From the entries below, gather each line containing the word "after".

**Available data**
===============

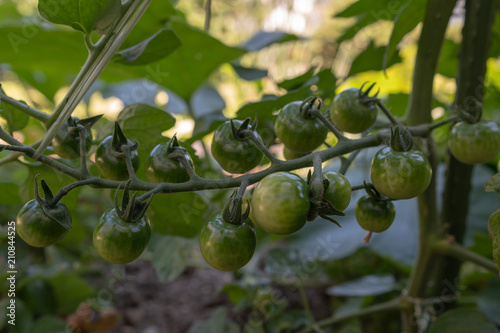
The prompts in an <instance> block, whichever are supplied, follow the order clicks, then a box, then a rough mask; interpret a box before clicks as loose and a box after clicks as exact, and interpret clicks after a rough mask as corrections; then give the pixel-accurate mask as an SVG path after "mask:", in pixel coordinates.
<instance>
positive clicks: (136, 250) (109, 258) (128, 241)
mask: <svg viewBox="0 0 500 333" xmlns="http://www.w3.org/2000/svg"><path fill="white" fill-rule="evenodd" d="M150 239H151V227H150V225H149V220H148V218H147V217H142V218H141V219H139V220H138V221H134V222H129V221H126V220H124V219H123V218H122V217H121V216H120V215H119V214H118V213H117V211H116V209H115V208H113V209H111V210H108V211H107V212H105V213H104V214H103V215H102V216H101V218H100V219H99V221H98V222H97V224H96V226H95V229H94V236H93V240H94V247H95V249H96V250H97V252H98V253H99V255H100V256H101V257H103V258H104V259H106V260H107V261H109V262H111V263H113V264H126V263H129V262H131V261H133V260H135V259H137V257H139V256H140V255H141V254H142V252H143V251H144V249H145V248H146V246H147V245H148V244H149V240H150Z"/></svg>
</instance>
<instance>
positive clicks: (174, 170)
mask: <svg viewBox="0 0 500 333" xmlns="http://www.w3.org/2000/svg"><path fill="white" fill-rule="evenodd" d="M183 162H184V163H189V166H190V168H191V169H194V164H193V161H192V160H191V157H190V156H189V153H188V152H187V150H186V149H185V148H182V147H181V146H180V145H179V142H178V141H177V137H176V135H174V136H173V137H172V139H170V141H169V142H167V143H160V144H159V145H157V146H156V147H154V148H153V150H152V151H151V153H150V154H149V156H148V158H147V160H146V165H145V168H146V177H147V178H148V180H149V181H150V182H153V183H162V182H165V183H184V182H187V181H188V180H189V179H190V177H189V173H188V172H187V170H186V168H185V166H184V163H183Z"/></svg>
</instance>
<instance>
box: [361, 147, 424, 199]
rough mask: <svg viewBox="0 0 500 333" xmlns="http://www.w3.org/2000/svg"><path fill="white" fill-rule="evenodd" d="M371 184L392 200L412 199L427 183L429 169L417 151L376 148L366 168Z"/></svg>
mask: <svg viewBox="0 0 500 333" xmlns="http://www.w3.org/2000/svg"><path fill="white" fill-rule="evenodd" d="M370 176H371V179H372V183H373V186H375V188H376V189H377V191H379V192H380V193H382V194H383V195H386V196H388V197H389V198H392V199H410V198H414V197H416V196H417V195H419V194H420V193H422V192H423V191H425V189H426V188H427V187H428V186H429V183H430V182H431V178H432V169H431V165H430V163H429V160H428V159H427V157H426V156H425V155H424V154H423V153H422V152H420V151H417V150H410V151H395V150H394V149H392V148H391V147H385V148H382V149H380V150H379V151H378V152H377V153H376V154H375V156H374V157H373V160H372V164H371V167H370Z"/></svg>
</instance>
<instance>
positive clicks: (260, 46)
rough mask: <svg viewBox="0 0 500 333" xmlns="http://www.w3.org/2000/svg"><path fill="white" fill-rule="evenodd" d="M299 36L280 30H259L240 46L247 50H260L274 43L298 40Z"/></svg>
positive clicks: (283, 42) (274, 43)
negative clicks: (252, 35)
mask: <svg viewBox="0 0 500 333" xmlns="http://www.w3.org/2000/svg"><path fill="white" fill-rule="evenodd" d="M298 39H299V37H297V36H296V35H293V34H289V33H286V32H282V31H271V32H269V31H259V32H257V33H256V34H255V35H253V36H252V37H251V38H250V39H249V40H247V41H246V42H245V43H244V44H243V45H242V46H241V47H242V48H243V49H245V50H247V51H249V52H254V51H258V50H262V49H263V48H266V47H268V46H269V45H272V44H275V43H285V42H289V41H293V40H298Z"/></svg>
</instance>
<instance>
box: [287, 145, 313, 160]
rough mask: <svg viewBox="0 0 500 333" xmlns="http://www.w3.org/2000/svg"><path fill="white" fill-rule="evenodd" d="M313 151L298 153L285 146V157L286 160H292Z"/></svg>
mask: <svg viewBox="0 0 500 333" xmlns="http://www.w3.org/2000/svg"><path fill="white" fill-rule="evenodd" d="M310 153H311V152H307V153H296V152H294V151H291V150H290V149H288V148H287V147H286V146H283V157H284V158H285V160H287V161H290V160H295V159H297V158H301V157H304V156H306V155H309V154H310Z"/></svg>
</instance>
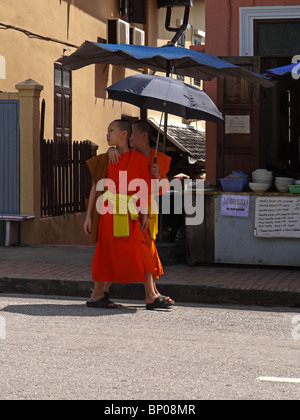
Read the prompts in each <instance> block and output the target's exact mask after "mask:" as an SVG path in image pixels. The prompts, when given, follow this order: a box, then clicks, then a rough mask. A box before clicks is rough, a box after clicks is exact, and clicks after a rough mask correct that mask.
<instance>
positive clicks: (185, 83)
mask: <svg viewBox="0 0 300 420" xmlns="http://www.w3.org/2000/svg"><path fill="white" fill-rule="evenodd" d="M107 91H108V97H109V99H114V100H118V101H123V102H127V103H130V104H132V105H136V106H137V107H139V108H144V109H153V110H156V111H161V112H165V113H168V114H173V115H177V116H179V117H182V118H185V119H196V120H205V121H213V122H219V121H221V120H223V117H222V114H221V112H220V111H219V110H218V108H217V107H216V105H215V104H214V102H213V101H212V100H211V99H210V97H209V96H208V95H207V94H206V93H205V92H203V91H202V90H200V89H198V88H196V87H194V86H191V85H188V84H186V83H183V82H181V81H179V80H175V79H173V78H171V77H162V76H154V75H150V74H137V75H134V76H129V77H125V78H124V79H122V80H120V81H119V82H117V83H114V84H113V85H111V86H110V87H108V88H107Z"/></svg>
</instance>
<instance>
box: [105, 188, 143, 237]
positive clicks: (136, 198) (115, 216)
mask: <svg viewBox="0 0 300 420" xmlns="http://www.w3.org/2000/svg"><path fill="white" fill-rule="evenodd" d="M102 199H103V203H105V202H106V201H109V202H110V203H111V204H112V205H113V215H114V216H113V235H114V236H115V237H117V238H119V237H127V236H129V221H128V212H129V215H130V218H131V220H137V219H138V216H139V215H138V212H137V210H136V207H135V204H134V202H133V200H134V199H136V200H137V199H138V197H137V196H136V195H135V194H132V195H127V194H118V193H117V194H113V193H112V192H110V191H108V190H106V191H105V193H104V194H103V195H102Z"/></svg>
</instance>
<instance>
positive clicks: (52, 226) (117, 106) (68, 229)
mask: <svg viewBox="0 0 300 420" xmlns="http://www.w3.org/2000/svg"><path fill="white" fill-rule="evenodd" d="M118 3H119V2H118V1H117V0H114V1H111V2H107V1H102V0H34V1H33V0H1V1H0V56H3V57H4V58H5V62H6V79H4V80H3V79H1V78H0V92H17V89H16V85H17V84H19V83H20V82H24V81H28V79H32V80H33V81H36V82H37V83H38V84H40V85H42V86H43V89H42V90H40V89H38V94H39V93H40V100H42V99H45V102H46V114H45V133H44V134H45V136H44V137H45V138H46V139H52V138H53V116H54V63H55V61H56V60H57V59H58V58H60V57H61V55H62V54H63V49H64V48H68V50H67V51H66V54H70V53H71V52H73V51H75V49H76V48H72V47H67V46H66V45H62V44H60V43H57V42H54V39H56V40H60V41H62V42H64V43H69V44H74V45H76V46H79V45H81V44H82V43H83V42H84V41H85V40H90V41H97V38H98V37H101V38H104V39H105V38H106V19H107V18H118V17H119V10H118ZM147 8H148V14H147V15H148V21H147V24H146V25H145V27H144V29H145V31H146V44H147V45H152V46H160V45H164V44H166V43H167V42H168V41H169V40H170V39H171V38H172V37H173V35H174V33H170V32H168V31H166V30H165V29H164V25H165V15H166V9H165V8H163V9H160V10H158V9H157V0H147ZM183 12H184V8H174V9H173V14H172V21H171V26H176V19H177V18H178V19H183ZM189 21H190V23H191V25H192V28H191V29H190V30H187V33H186V41H187V42H186V47H187V48H188V47H189V45H190V44H191V42H192V33H193V28H194V27H197V28H199V29H201V30H204V0H195V2H194V8H193V9H191V14H190V20H189ZM1 24H5V25H11V26H14V27H18V28H21V29H22V31H17V30H15V29H7V30H4V29H3V26H2V25H1ZM137 26H138V27H139V28H141V29H143V27H142V26H141V25H137ZM25 31H31V32H32V33H35V34H38V35H40V36H43V37H49V38H53V39H52V40H41V39H36V38H32V37H28V36H27V35H26V34H25ZM133 73H134V72H133V71H131V70H128V69H124V68H121V67H117V66H108V67H107V69H106V71H105V72H104V73H103V66H94V65H92V66H88V67H86V68H83V69H80V70H77V71H74V72H73V89H72V95H73V103H72V105H73V114H72V119H73V124H72V137H73V140H86V139H89V140H91V141H93V142H94V143H96V144H98V145H99V150H98V152H103V151H106V150H107V143H106V129H107V125H108V124H109V122H110V121H112V120H113V119H115V118H120V117H121V115H122V114H126V115H130V116H134V117H139V116H140V110H139V109H138V108H136V107H133V106H131V105H128V104H122V103H119V102H115V101H110V100H107V99H105V98H106V93H105V87H107V86H109V85H110V84H111V83H114V82H116V81H117V80H120V79H122V78H123V77H125V76H128V75H130V74H133ZM1 75H2V73H0V77H1ZM186 81H187V82H189V80H188V79H187V80H186ZM30 83H31V82H30ZM23 90H24V86H23ZM7 97H9V98H18V99H20V101H21V121H20V123H21V131H22V133H21V143H22V144H21V157H20V160H21V212H23V213H24V212H25V213H26V212H27V213H33V214H35V216H36V218H35V219H34V220H32V221H29V222H26V223H24V224H22V226H21V231H22V234H21V240H22V243H23V244H39V243H40V244H47V243H49V244H66V243H67V244H88V243H89V239H88V238H87V237H86V236H85V235H84V234H83V232H82V223H83V219H84V214H76V215H64V216H61V217H59V218H44V219H41V218H40V211H39V210H40V209H39V203H40V183H39V180H40V177H39V173H38V170H39V118H40V116H39V112H38V102H35V106H34V107H32V103H31V102H30V104H31V105H30V106H29V105H26V103H27V102H26V101H27V94H26V92H23V93H22V94H20V95H17V93H9V94H7V95H6V94H2V95H0V99H4V98H7ZM28 100H29V99H28ZM37 100H38V99H37ZM28 103H29V102H28ZM30 115H31V116H32V119H30ZM154 115H157V113H156V114H155V113H153V112H152V113H151V112H149V116H154ZM159 117H160V115H157V119H158V120H159ZM170 119H172V118H170ZM175 119H176V118H175ZM177 120H179V121H180V119H177ZM28 133H29V134H28ZM26 147H27V149H28V148H29V149H28V150H29V152H30V153H28V150H27V149H26ZM66 232H69V233H70V234H66Z"/></svg>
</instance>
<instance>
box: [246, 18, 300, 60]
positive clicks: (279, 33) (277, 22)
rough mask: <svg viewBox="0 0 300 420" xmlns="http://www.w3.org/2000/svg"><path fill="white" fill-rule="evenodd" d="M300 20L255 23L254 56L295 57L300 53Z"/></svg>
mask: <svg viewBox="0 0 300 420" xmlns="http://www.w3.org/2000/svg"><path fill="white" fill-rule="evenodd" d="M299 39H300V19H278V20H274V19H272V20H268V19H264V20H263V19H260V20H255V21H254V54H255V55H259V56H266V55H278V54H281V55H295V54H298V53H299Z"/></svg>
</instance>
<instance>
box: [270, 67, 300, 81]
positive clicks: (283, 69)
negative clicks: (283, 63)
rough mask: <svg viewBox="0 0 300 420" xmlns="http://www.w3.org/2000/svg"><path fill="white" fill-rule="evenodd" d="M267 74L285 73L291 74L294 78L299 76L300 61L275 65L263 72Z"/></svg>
mask: <svg viewBox="0 0 300 420" xmlns="http://www.w3.org/2000/svg"><path fill="white" fill-rule="evenodd" d="M265 74H266V75H268V76H285V75H287V74H292V76H295V78H296V79H299V78H300V63H292V64H288V65H287V66H282V67H275V68H274V69H269V70H267V71H266V73H265Z"/></svg>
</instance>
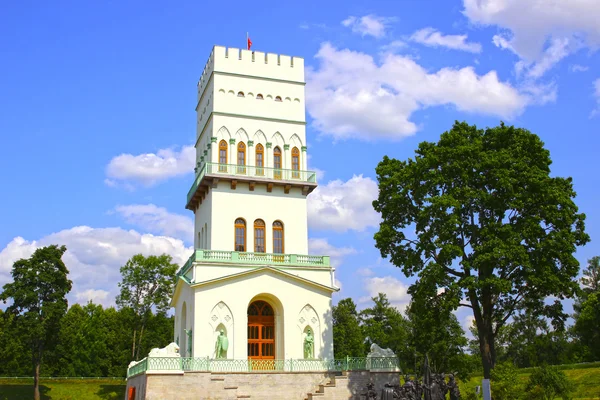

===============

**Task solution**
The prompts in an <instance> block, whichever are supplied, follow the order clicks, then a box, then a rough mask; interpret a box before clicks as loose and a box after clicks as exact, and interpret clicks after a rough mask as corrections; then give the pixel-accurate mask as an SVG path after "mask:", in pixel coordinates.
Read the prompts in each <instance> block and output the target's exact mask after "mask:" as an SVG path in image pixels. The prompts, when given, follow this order: a box, then clicks, then a rough mask. A box before clicks is rough, a box after clicks is exact, and clicks after a rough mask correct that mask.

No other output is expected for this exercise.